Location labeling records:

⟨

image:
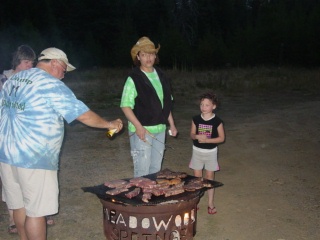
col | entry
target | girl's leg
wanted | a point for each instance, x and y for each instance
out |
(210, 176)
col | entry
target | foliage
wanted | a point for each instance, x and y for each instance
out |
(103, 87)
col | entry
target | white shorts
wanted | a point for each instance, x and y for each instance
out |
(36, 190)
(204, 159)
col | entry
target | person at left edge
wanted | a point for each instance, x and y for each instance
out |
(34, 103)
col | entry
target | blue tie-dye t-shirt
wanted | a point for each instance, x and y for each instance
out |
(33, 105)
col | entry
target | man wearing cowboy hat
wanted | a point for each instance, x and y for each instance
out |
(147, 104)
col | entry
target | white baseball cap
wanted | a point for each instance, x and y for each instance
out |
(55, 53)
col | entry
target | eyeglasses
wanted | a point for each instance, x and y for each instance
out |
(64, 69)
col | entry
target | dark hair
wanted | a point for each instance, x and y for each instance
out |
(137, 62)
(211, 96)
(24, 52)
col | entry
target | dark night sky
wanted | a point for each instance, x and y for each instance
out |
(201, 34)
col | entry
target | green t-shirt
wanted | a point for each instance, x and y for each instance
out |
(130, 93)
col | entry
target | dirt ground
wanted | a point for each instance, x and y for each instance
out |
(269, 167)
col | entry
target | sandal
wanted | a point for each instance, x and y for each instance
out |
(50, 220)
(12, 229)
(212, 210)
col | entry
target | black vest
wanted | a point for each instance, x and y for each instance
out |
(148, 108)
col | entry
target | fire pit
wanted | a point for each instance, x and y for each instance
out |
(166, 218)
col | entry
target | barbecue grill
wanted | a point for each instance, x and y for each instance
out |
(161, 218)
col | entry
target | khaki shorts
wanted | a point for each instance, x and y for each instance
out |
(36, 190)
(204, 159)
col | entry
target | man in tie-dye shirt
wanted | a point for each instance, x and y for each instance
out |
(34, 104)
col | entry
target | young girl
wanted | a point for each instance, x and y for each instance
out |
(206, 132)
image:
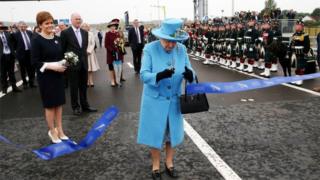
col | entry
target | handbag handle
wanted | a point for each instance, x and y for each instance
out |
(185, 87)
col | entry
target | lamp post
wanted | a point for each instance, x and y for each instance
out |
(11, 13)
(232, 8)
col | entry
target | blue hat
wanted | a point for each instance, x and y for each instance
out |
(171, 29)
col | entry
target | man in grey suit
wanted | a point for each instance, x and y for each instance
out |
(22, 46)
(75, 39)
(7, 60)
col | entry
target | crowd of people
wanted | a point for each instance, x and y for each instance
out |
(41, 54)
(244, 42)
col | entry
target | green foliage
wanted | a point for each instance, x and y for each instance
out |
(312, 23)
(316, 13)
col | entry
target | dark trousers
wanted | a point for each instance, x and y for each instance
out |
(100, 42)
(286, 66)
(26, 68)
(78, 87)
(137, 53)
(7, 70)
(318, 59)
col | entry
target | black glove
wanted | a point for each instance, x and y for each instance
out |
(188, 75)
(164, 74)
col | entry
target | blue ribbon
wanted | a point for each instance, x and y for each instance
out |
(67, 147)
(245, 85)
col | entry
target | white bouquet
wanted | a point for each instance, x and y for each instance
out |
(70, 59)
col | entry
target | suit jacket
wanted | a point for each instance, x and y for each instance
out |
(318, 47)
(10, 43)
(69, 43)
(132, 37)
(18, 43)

⟩

Work to do:
Take the data above and repeat it exactly, leaving each picture out.

Exercise result:
image:
col | entry
target | girl's leg
wanted | a point for each instance, x and y for each instance
out |
(210, 176)
col | entry
target | foliage
wanted | a point for each instance, x and y for each instance
out |
(103, 87)
col | entry
target | white shorts
wanted | a point for each instance, x and y for each instance
out |
(36, 190)
(204, 159)
col | entry
target | person at left edge
wanted | a point for each instance, x and y for each instance
out |
(34, 103)
col | entry
target | blue tie-dye t-shirt
wanted | a point for each instance, x and y for each instance
out |
(33, 105)
col | entry
target | man wearing cowboy hat
wanted | a point for each instance, x and y for each instance
out |
(147, 104)
col | entry
target | white baseball cap
wanted | a point for each instance, x and y for each instance
out |
(55, 53)
col | entry
target | eyeglasses
wanted | a point for each instance, x and y for each instance
out |
(64, 69)
col | entry
target | dark hair
wanted | a point for each instance, x and y for each instance
out |
(137, 62)
(211, 96)
(24, 52)
col | entry
target | dark night sky
wanted | a point for each instance, x and y for each instance
out |
(201, 34)
col | entry
target | green t-shirt
wanted | a point for each instance, x and y for each instance
out |
(130, 93)
col | entry
target | dirt ground
wanted | a point for each instance, x and y for each instance
out |
(269, 167)
col | entry
target | sandal
wanted | a point for each instance, x and y for each instance
out |
(50, 220)
(12, 229)
(212, 210)
col | entry
target | black vest
wanted | a point for each instance, x and y for each instance
out |
(148, 108)
col | entry
target | fire pit
wanted | a point for each instance, x and y for each instance
out |
(166, 218)
col | entry
target | barbecue grill
wanted | a point for each instance, x and y for each instance
out |
(161, 218)
col | entry
target | khaki shorts
wanted | a point for each instance, x and y for each instance
out |
(36, 190)
(204, 159)
col | entry
target | man in tie-dye shirt
wanted | a point for each instance, x and y for each instance
out |
(34, 104)
col | entry
target | young girl
wanted | a point for each instance, x and y for each instance
out |
(206, 132)
image:
col | entry
target | handbag handle
wanted | a point for each instance, x and y for each instance
out |
(185, 87)
col | entry
target | lamp post
wanted | a point for each instance, x and y for each instance
out |
(11, 13)
(232, 8)
col | entry
target | blue hat
wanted | a point for each instance, x and y for each instance
out |
(171, 29)
col | entry
target | man in grey suit
wanted | a point for each instance, x and y for each instance
out |
(22, 46)
(75, 39)
(7, 60)
col | entry
target | crowd of people
wanted | a point for each instance, x and y for each instance
out |
(41, 54)
(244, 42)
col | entry
target | green foliage
wanted | a point for each instance, x and y for each instance
out |
(312, 23)
(316, 13)
col | entry
target | dark trousers
wanted | a point for each instance, x and y for each instance
out |
(100, 42)
(286, 66)
(26, 68)
(78, 87)
(137, 53)
(7, 70)
(318, 59)
col | entry
target | black glove
wanted | a point for each instance, x and y for each instance
out |
(188, 75)
(164, 74)
col | entry
target | blue ribbon
wanted | a point for each instance, x and y for each instance
out |
(67, 147)
(245, 85)
col | entry
target | white bouquet
wanted | a point for each instance, x and y for each instance
out |
(70, 59)
col | entry
target | suit jacket
wanted | a point for each instance, x and y for each instance
out |
(318, 47)
(10, 43)
(69, 43)
(132, 37)
(18, 43)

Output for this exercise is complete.